[Pkg-utopia-maintainers] Bug#388864: Stop! Wait!

Lennart Poettering mzqrovna at 0pointer.de
Mon Oct 16 20:37:36 UTC 2006


On Mon, 16.10.06 12:06, Anand Kumria (wildfire at progsoc.org) wrote:

> >First, please use "mdns4" and "mdns4_minimal" modules instead of
> >"mdns" and "mdns_minimal". Why? Because many broken programs (one of
> 
> Lennart's suggestions break network setups.

We had this discussion before. I guess we agree to disagree on the way
the default configuration for nss-mdns should look like.

Yes, the configuration line I suggest fully breaks in already-broken
setups. The line you suggest is broken, too, however in a different
way: it sort-of works in more situations than my solution, however it
slows down things for *everyone*, adds security problems and as has a
few other drawbacks.

As it happens I am quite a mDNS/DNS-SD guy. Perhaps only Marc
Krochmal and Stuart Ceshire from Apple - who originally designed
mDNS/DNS-SD - know the Zeroconf protocols better than I do. I wrote
both nss-mdns and Avahi. And I am currently working on pushing mDNS to
the next level, adapting it for large mesh networks for usage in OLPC,
making it better scalable.

**Input data:**
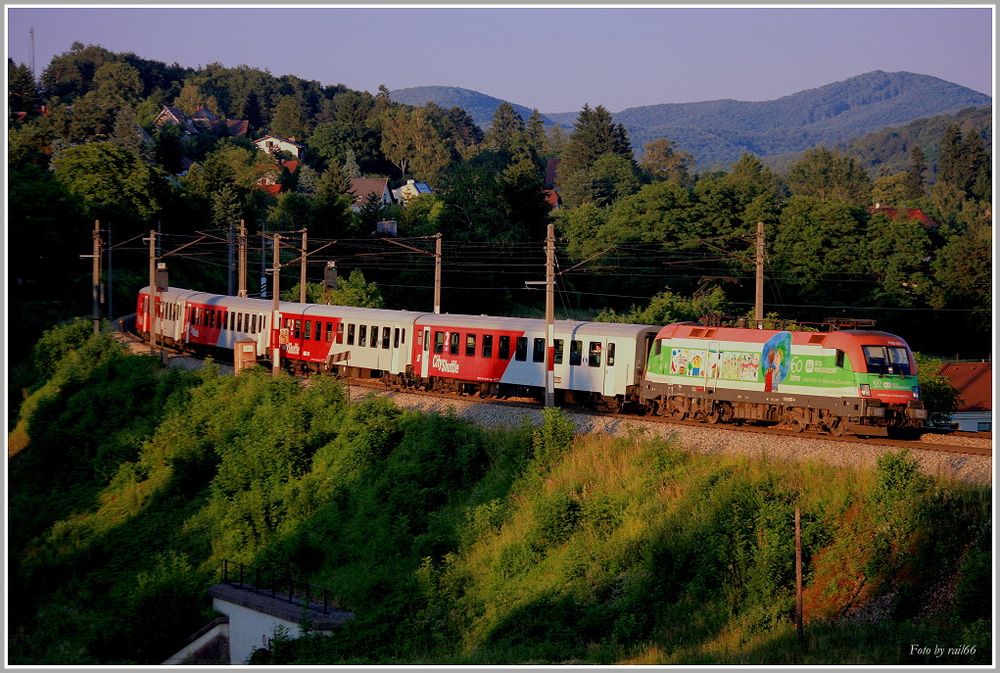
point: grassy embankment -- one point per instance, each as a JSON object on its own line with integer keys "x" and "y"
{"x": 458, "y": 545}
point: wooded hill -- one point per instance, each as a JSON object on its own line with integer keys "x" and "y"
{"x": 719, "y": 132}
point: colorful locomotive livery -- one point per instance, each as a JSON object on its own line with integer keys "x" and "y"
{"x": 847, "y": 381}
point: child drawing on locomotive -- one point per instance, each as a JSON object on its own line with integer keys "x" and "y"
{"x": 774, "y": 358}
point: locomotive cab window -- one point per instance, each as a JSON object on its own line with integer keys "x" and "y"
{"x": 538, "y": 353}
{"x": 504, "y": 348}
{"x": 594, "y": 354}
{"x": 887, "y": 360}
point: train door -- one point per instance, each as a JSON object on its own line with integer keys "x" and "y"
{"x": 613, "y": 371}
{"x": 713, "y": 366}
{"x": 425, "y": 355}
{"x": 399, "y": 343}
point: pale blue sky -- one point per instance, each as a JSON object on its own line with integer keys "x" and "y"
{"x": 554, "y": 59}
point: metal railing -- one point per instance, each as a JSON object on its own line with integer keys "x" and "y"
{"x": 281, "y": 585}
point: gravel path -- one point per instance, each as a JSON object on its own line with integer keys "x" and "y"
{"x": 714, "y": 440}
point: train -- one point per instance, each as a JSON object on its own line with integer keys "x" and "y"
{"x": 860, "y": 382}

**Problem to solve:**
Extend the mailing-list reply about the default nss-mdns configuration, starting after its last sentence.

**Expected answer:**
All three of us - me, and the two Apple guys - came to exactly the
same solution for the problems we are discussing here: make mDNS
authoritative in .local by default, but allow people to change that
behaviour manually if they really need and want to.

Apple's take on this can be found here:

http://docs.info.apple.com/article.html?artnum=107800

Please, leave the line I suggested as the default, and document how to
disable it. That's the way Apple implemented it in MacOSX and that's
exactly how we should do it. Everything else is *much worse*!

That behaviour i propose is well known to administrators from
MacOSX. Inventing a new broken hehaviour which is fucked up in a
different way will probably annoy administrators even more.

If you still insist to use your broken line, then at least I hope that
Ubuntu will fork the package and adopt my line. 

> Network A: perfectly setup zeroconf network.
> 
> Network B: badly setup corporate site, which uses .local as the last
> part of zonecut. That is, resources have names like
> mailserver.corporate.local
> 
> Lennart's "solution" (in a private email exchange) was to have the
> user install/uninstall libnss-mdns as required.

"disable in the configuration" is an alternative to "uninstall".

> Let's make network B a, say, public wireless access point.

"public wireless access points" are usually not connected to a
business network which might a .local unicast dns server.

> You can't know - in advance - whether or not any particular network is
> setup correctly.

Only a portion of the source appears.